Document passage
____

Though most of the world’s attention has shifted away from the deadly explosion that rocked Argentina’s Jewish community last month, the families of the victims are as focused as ever on the tragedy.
The Buenos Aires Association of Psychology has been providing counseling to the families of the 99 individuals who perished, as well as to the lucky survivors of the July 18 blast that ripped through the seven-story building housing the Jewish community headquarters.
“One of the most common symptoms we find is paralysis, a lack of reaction,” Alicia Gamondi, the coordinator of the association, said of the survivors. “In these situations, there is no warning, nothing to prepare them for what is about to happen.
“We have had many cases with nightmares, which is a way of expressing anguish. Also many have felt pain and become ill, thus physically revealing the tremendous impact” the bombing had on them, Gamondi added.
In the wake of the blast, AMIA also provided psychologists, doctors, rabbis and priests to help the victims’ relatives.
These professionals were with the relatives when they were informed that a loved one had died, when they went to the city morgue to identify bodies, and when they returned home to mourn their loss.
Among the families continuing to mourn is the family of Noemi Reisfeld.
She was laid to rest in a tomb in section 121 at a local Jewish cemetery. Written on the tombstone were these simple words: “Noemi Reisfeld, Dead at 36.”
Reisfeld was among the 68 Jewish victims of the terrorist bombing that also claimed the lives of 31 non-Jews.

____

Information shown
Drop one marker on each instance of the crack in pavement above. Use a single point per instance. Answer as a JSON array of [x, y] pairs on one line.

____

Problem
Pick up the article about the families of the Buenos Aires bombing victims after its final sentence and continue writing it.

Answer for the task
Before the explosion, Reisfeld had worked at the social assistance department of the AMIA, the Jewish community’s 100-year-old main social service agency, where she helped the aged and the handicapped.
LIVED IN ISRAEL AND MEXICO
In 1976, when the military dictatorship was in power in Argentina, Reisfeld had to leave the country because of her political views. She lived in Israel and in Mexico, got married and had two daughters. She returned to Buenos Aires when democracy was restored.
Life was not easy for Reisfeld. She was an employee in a government office, and in the evening attended university to become a social worker. She sold clothes on weekends to help make ends meet.
In spite of her financial difficulties, she maintained Jewish traditions and managed to send her children to a good Jewish school.
Following her graduation five years ago, she started her work at AMIA, where those she helped were later to be among the mourners at her funeral.
“She never wanted to be held up as an example,” said her brother Daniel. “She just wanted to live up to what she believed to be right. But now, looking back, I realize she was an example. But it’s too late to tell her.”
The children of the victims, in particular, have been under great emotional strain in the weeks since the blast occurred.
Gamondi said her organization has been organizing meetings with the children to give them a chance to talk openly about their feelings.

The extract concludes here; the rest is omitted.